■ WHAT THIS TASK INVOLVES
Quote the lines starting at the one containing "<item>white boat</item>. One" and ending after the one containing "Mark the region of each instance of the <item>white boat</item>.", including both and nothing else.

(Object outline annotations)
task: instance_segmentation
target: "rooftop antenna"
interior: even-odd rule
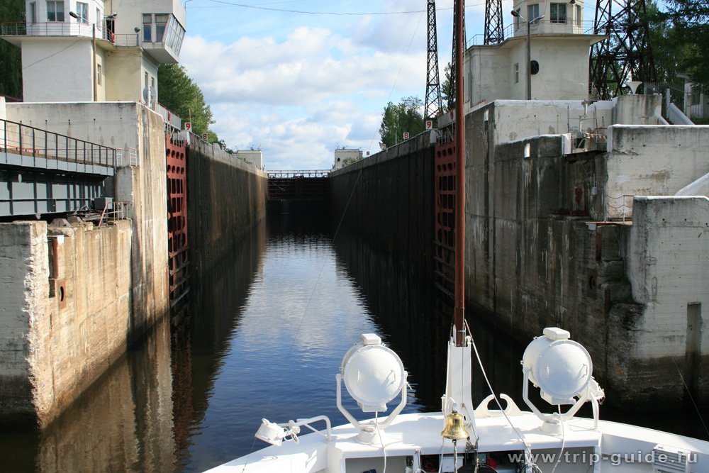
[[[608,36],[593,45],[588,68],[589,86],[598,99],[626,93],[630,77],[657,81],[646,12],[645,0],[596,0],[593,34]]]
[[[426,104],[424,119],[432,120],[443,113],[438,74],[438,40],[436,33],[436,2],[428,0],[428,57],[426,74]]]
[[[573,2],[574,0],[571,0]],[[505,40],[502,26],[502,0],[485,0],[484,44],[496,45]]]

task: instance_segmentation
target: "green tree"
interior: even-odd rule
[[[199,87],[187,75],[184,67],[179,64],[160,65],[157,70],[157,101],[172,111],[183,121],[192,123],[192,132],[198,135],[212,133],[210,143],[219,138],[208,130],[213,123],[212,111],[204,102],[204,95]]]
[[[423,102],[418,97],[405,97],[396,105],[387,104],[379,126],[381,143],[389,148],[401,141],[405,132],[413,137],[423,131]]]
[[[709,92],[709,1],[666,0],[664,9],[647,4],[650,45],[657,79],[681,84],[677,74],[688,74]]]
[[[0,23],[24,21],[24,0],[0,1]],[[22,97],[22,60],[20,48],[4,40],[0,40],[0,94]]]

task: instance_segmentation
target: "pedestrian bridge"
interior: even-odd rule
[[[330,170],[268,171],[268,199],[325,199],[330,195]]]
[[[0,217],[90,206],[116,157],[112,148],[0,120]]]

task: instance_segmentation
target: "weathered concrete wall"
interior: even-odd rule
[[[707,150],[709,126],[614,125],[601,184],[613,197],[674,195],[709,172]]]
[[[268,174],[219,148],[193,140],[187,152],[191,277],[211,270],[266,215]]]
[[[640,393],[642,401],[681,399],[681,373],[696,400],[706,403],[709,199],[637,197],[627,233],[632,298],[644,309],[625,354],[630,366],[619,368],[615,388],[630,391],[629,377],[642,377],[648,386]]]
[[[141,352],[114,364],[43,430],[33,471],[174,470],[182,433],[174,421],[179,393],[173,390],[167,318],[150,330]]]
[[[431,260],[433,144],[430,132],[330,174],[333,218],[390,255]]]
[[[47,224],[0,223],[0,413],[9,423],[34,418],[30,323],[49,294]]]
[[[45,296],[26,284],[6,293],[28,301],[23,304],[30,308],[21,309],[31,314],[28,331],[16,334],[24,337],[17,343],[26,358],[22,376],[30,381],[13,378],[15,372],[9,370],[11,377],[4,379],[16,384],[2,384],[0,391],[10,397],[22,394],[16,411],[45,425],[169,311],[165,135],[160,115],[136,103],[13,104],[7,113],[14,121],[118,148],[124,158],[106,184],[106,195],[127,203],[130,220],[113,227],[121,229],[121,241],[114,242],[113,230],[103,228],[60,230],[77,232],[65,241],[78,245],[73,252],[61,249],[73,246],[60,247],[66,261],[60,270],[67,273],[52,276],[52,284],[57,279],[71,282],[65,288],[65,307],[55,313],[55,299],[50,305],[35,301]],[[35,245],[46,252],[46,230],[38,238],[45,241]],[[48,264],[46,255],[30,259]],[[22,257],[18,261],[21,266]],[[34,275],[38,270],[33,267],[27,277],[50,277]],[[104,272],[92,272],[96,271]],[[22,320],[16,313],[9,316]]]
[[[467,116],[467,302],[526,342],[545,326],[569,330],[613,404],[681,405],[678,370],[706,399],[706,199],[636,197],[632,223],[595,222],[617,183],[637,195],[703,175],[707,130],[618,126],[610,152],[564,156],[559,135],[501,137],[510,124],[496,106]]]
[[[125,350],[130,223],[2,223],[0,238],[9,255],[0,268],[7,289],[0,412],[4,421],[45,426]]]
[[[100,143],[121,151],[106,194],[128,202],[134,231],[131,247],[131,339],[169,308],[167,190],[162,118],[135,102],[9,104],[8,119]],[[135,155],[135,165],[130,165]]]

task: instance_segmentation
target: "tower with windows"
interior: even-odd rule
[[[179,0],[26,0],[0,37],[22,50],[25,101],[143,101],[157,67],[176,63],[186,14]]]
[[[528,83],[532,100],[588,98],[590,47],[603,37],[584,22],[584,0],[515,0],[513,9],[502,43],[467,52],[467,109],[527,99]]]

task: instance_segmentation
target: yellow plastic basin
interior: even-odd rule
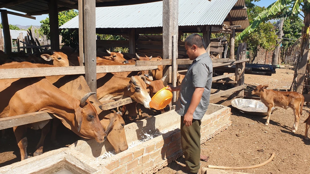
[[[165,87],[159,90],[152,97],[150,107],[156,110],[160,110],[170,103],[172,99],[172,93],[166,89],[166,88]]]

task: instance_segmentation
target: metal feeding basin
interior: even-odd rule
[[[256,100],[236,98],[232,101],[232,106],[242,112],[251,115],[265,116],[268,108],[263,102]],[[277,109],[273,107],[272,113]]]

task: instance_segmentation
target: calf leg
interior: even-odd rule
[[[17,146],[20,151],[20,158],[21,160],[28,158],[27,154],[27,146],[28,141],[26,137],[27,132],[27,127],[26,125],[22,125],[13,127],[14,134],[16,138]]]
[[[52,134],[51,136],[51,141],[52,141],[52,143],[54,145],[57,145],[58,144],[56,140],[56,133],[57,133],[57,128],[58,127],[60,124],[60,120],[58,119],[53,119],[53,127],[52,127]],[[42,130],[42,131],[43,131],[43,129]]]
[[[33,153],[33,156],[40,155],[43,153],[43,144],[44,143],[44,140],[46,134],[50,131],[50,128],[51,127],[51,121],[48,122],[47,124],[42,129],[41,133],[41,137],[40,138],[39,143],[37,146],[37,150]]]
[[[273,107],[273,106],[271,105],[270,105],[268,107],[268,110],[267,111],[267,121],[266,121],[266,123],[265,124],[267,126],[269,124],[269,120],[270,118],[270,115],[271,114],[271,110]]]
[[[295,108],[294,109],[294,115],[295,116],[295,123],[294,123],[294,125],[293,127],[294,128],[294,130],[292,131],[294,133],[295,133],[297,131],[297,129],[298,128],[298,124],[299,123],[299,119],[300,118],[300,115],[299,112],[298,112],[298,110],[299,110],[299,107],[297,108],[295,107]]]

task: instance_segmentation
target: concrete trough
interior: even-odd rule
[[[210,104],[202,120],[201,143],[230,125],[230,108]],[[153,173],[183,155],[180,122],[173,110],[126,125],[130,148],[111,156],[107,141],[81,140],[0,168],[0,173]]]

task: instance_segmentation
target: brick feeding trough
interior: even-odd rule
[[[202,120],[201,144],[231,124],[230,110],[210,104]],[[66,170],[69,174],[153,173],[183,155],[180,120],[173,110],[126,125],[129,148],[114,155],[107,155],[113,150],[107,141],[80,140],[1,167],[0,173],[52,174]]]

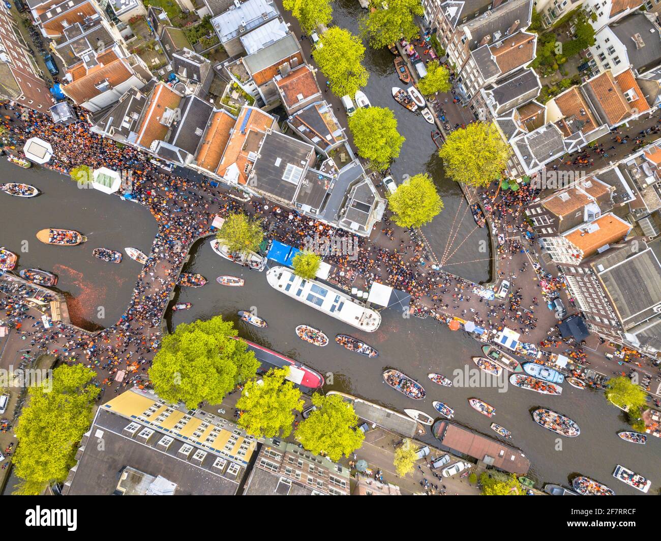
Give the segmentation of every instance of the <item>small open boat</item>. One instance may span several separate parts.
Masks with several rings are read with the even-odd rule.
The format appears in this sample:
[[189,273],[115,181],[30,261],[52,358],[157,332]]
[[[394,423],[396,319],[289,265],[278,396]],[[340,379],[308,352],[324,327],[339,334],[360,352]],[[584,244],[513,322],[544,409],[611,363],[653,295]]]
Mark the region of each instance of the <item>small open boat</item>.
[[255,315],[253,312],[248,310],[239,310],[239,317],[241,318],[242,321],[245,321],[247,323],[254,325],[255,327],[259,327],[261,329],[266,329],[268,327],[266,319]]
[[371,346],[368,345],[364,342],[362,342],[357,338],[354,338],[348,335],[338,335],[335,337],[335,341],[340,346],[342,346],[350,351],[354,353],[360,353],[367,357],[377,357],[379,352]]
[[397,71],[397,77],[405,85],[408,85],[411,82],[411,74],[408,72],[406,62],[401,56],[395,59],[395,69]]
[[638,432],[618,432],[617,435],[625,441],[631,443],[639,443],[641,445],[644,445],[647,442],[647,436]]
[[454,417],[454,410],[447,405],[447,404],[444,404],[443,402],[439,402],[438,400],[435,400],[432,403],[432,405],[433,405],[434,409],[443,415],[443,417],[447,417],[447,419],[452,419],[452,417]]
[[438,385],[442,385],[444,387],[452,386],[452,382],[441,374],[436,374],[436,372],[432,372],[430,374],[428,374],[427,377]]
[[218,276],[215,279],[215,281],[221,286],[231,286],[233,287],[241,287],[246,282],[243,278],[231,276],[229,274],[223,274],[221,276]]
[[500,425],[496,425],[495,423],[491,423],[491,430],[495,431],[504,438],[511,438],[512,433],[510,432],[507,429],[503,428]]
[[17,197],[34,197],[39,195],[39,190],[29,184],[20,184],[19,183],[0,184],[0,190],[2,190],[5,193]]
[[434,417],[430,417],[424,411],[420,411],[419,409],[405,409],[404,413],[411,419],[414,419],[423,425],[431,425],[434,423]]
[[323,347],[329,343],[329,337],[318,329],[307,325],[299,325],[296,327],[296,335],[301,340],[309,342],[315,346]]
[[399,370],[385,370],[383,372],[383,381],[396,391],[399,391],[414,400],[422,400],[426,395],[422,385]]
[[471,407],[479,411],[483,415],[491,417],[496,415],[496,408],[489,405],[484,400],[481,400],[479,398],[469,398],[468,403],[471,405]]
[[502,366],[499,366],[495,362],[492,362],[486,357],[472,357],[472,358],[473,362],[478,366],[481,370],[496,376],[502,374]]
[[192,272],[182,272],[179,274],[177,283],[180,286],[186,286],[189,288],[201,288],[207,282],[207,279],[202,274]]
[[56,246],[76,246],[87,237],[73,229],[46,229],[37,231],[37,238],[44,244]]
[[147,256],[141,252],[137,248],[124,248],[126,255],[132,259],[134,259],[141,265],[147,263]]
[[24,280],[38,286],[54,286],[58,283],[58,276],[56,274],[40,269],[24,269],[19,274]]
[[92,255],[108,263],[119,263],[122,262],[122,254],[120,252],[116,252],[114,250],[108,250],[107,248],[95,248],[92,251]]

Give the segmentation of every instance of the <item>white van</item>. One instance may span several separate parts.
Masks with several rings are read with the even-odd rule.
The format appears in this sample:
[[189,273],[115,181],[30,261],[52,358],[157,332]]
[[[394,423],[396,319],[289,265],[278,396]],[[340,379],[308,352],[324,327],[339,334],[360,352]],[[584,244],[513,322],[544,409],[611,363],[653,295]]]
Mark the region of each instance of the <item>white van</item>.
[[351,116],[356,112],[356,106],[354,105],[354,101],[351,99],[350,96],[342,96],[342,104],[344,105],[344,108],[346,109],[347,116]]

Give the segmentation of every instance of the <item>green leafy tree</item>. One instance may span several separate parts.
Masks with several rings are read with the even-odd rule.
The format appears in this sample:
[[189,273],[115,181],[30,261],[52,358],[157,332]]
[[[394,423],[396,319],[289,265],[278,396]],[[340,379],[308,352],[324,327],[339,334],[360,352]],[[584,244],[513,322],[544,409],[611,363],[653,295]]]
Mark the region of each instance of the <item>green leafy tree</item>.
[[397,120],[387,107],[360,108],[349,117],[349,129],[358,154],[379,171],[399,155],[405,140],[397,132]]
[[233,252],[254,252],[264,240],[264,229],[261,220],[237,213],[227,217],[215,236],[227,241]]
[[360,447],[365,435],[358,428],[354,406],[339,395],[315,393],[312,403],[317,409],[299,425],[296,439],[315,454],[325,453],[333,462],[349,456]]
[[237,384],[254,376],[259,361],[241,340],[231,321],[217,315],[181,323],[163,338],[149,368],[154,390],[163,400],[220,403]]
[[428,62],[427,75],[418,81],[418,90],[425,96],[431,96],[437,92],[449,92],[452,88],[449,77],[449,71],[438,60]]
[[500,177],[510,153],[492,122],[472,122],[455,130],[438,151],[452,180],[477,187]]
[[313,53],[321,73],[336,96],[353,96],[368,83],[369,73],[361,62],[365,48],[348,30],[333,26],[319,38],[321,46]]
[[64,364],[52,378],[28,390],[16,437],[14,472],[21,479],[16,493],[39,494],[61,482],[75,463],[76,446],[89,428],[98,388],[95,373],[82,364]]
[[388,198],[395,223],[403,228],[419,228],[443,210],[443,200],[429,175],[411,177]]
[[320,24],[332,19],[330,0],[283,0],[285,9],[292,12],[305,32],[312,32]]
[[420,27],[414,21],[422,17],[424,10],[420,0],[371,0],[368,15],[360,20],[360,30],[369,38],[369,46],[380,49],[403,38],[407,41],[420,34]]
[[321,258],[314,252],[299,252],[293,258],[293,272],[306,280],[312,280],[319,270]]
[[303,401],[301,392],[292,382],[285,381],[289,368],[272,368],[261,382],[251,380],[243,388],[237,407],[243,410],[238,425],[249,434],[259,438],[287,437],[292,433],[295,411]]

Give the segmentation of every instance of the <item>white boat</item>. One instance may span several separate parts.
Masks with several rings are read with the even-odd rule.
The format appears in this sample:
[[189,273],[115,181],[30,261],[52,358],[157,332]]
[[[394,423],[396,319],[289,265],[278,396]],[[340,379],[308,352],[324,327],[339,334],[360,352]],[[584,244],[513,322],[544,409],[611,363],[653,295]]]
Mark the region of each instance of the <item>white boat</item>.
[[316,280],[305,280],[285,267],[266,271],[266,281],[274,289],[299,302],[368,333],[381,325],[381,314],[344,292]]
[[408,93],[408,95],[411,97],[411,99],[415,102],[416,105],[418,107],[424,107],[425,106],[424,98],[422,97],[422,95],[420,93],[420,91],[418,89],[412,85],[407,89],[407,91]]
[[362,90],[359,90],[356,93],[355,96],[356,104],[359,107],[371,107],[371,104],[369,103],[369,100],[368,99],[368,97],[365,95],[365,93]]

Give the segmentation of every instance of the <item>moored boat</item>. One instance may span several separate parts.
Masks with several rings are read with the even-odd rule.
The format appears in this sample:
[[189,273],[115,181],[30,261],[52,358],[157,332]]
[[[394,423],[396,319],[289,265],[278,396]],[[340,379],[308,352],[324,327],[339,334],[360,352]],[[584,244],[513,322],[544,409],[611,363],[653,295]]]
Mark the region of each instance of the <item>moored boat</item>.
[[469,398],[468,403],[471,405],[471,407],[479,411],[483,415],[491,417],[496,415],[496,408],[487,404],[484,400],[481,400],[479,398]]
[[367,357],[377,357],[379,352],[371,346],[362,342],[357,338],[354,338],[349,335],[338,335],[335,337],[335,341],[340,346],[346,348],[350,351],[354,353],[360,353]]
[[296,327],[296,335],[301,340],[309,342],[315,346],[323,347],[329,343],[329,337],[318,329],[307,325],[299,325]]
[[533,411],[533,419],[539,426],[561,436],[575,438],[580,435],[580,429],[574,421],[551,409],[543,407],[535,409]]
[[54,286],[58,283],[57,275],[40,269],[24,269],[19,274],[24,280],[38,286]]
[[527,389],[542,394],[550,394],[553,396],[560,396],[563,394],[563,388],[555,383],[538,380],[532,376],[524,376],[522,374],[512,374],[510,376],[510,383],[515,387]]
[[422,385],[399,370],[385,370],[383,372],[383,381],[396,391],[399,391],[414,400],[421,400],[426,395]]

■ THE ANSWER
Give the segmentation of every instance of the <item>white boat</item>. One instance may span several separate parts.
Masks with several rings are read with the even-odd rule.
The format appears in this sample:
[[189,273],[115,181],[30,261],[52,358],[157,332]]
[[[394,423],[396,319],[289,265],[278,396]],[[340,379],[308,352],[324,327],[339,334],[360,352]],[[584,244],[513,322],[544,409],[611,363],[653,295]]]
Mark the region of each instance of the <item>white boat</item>.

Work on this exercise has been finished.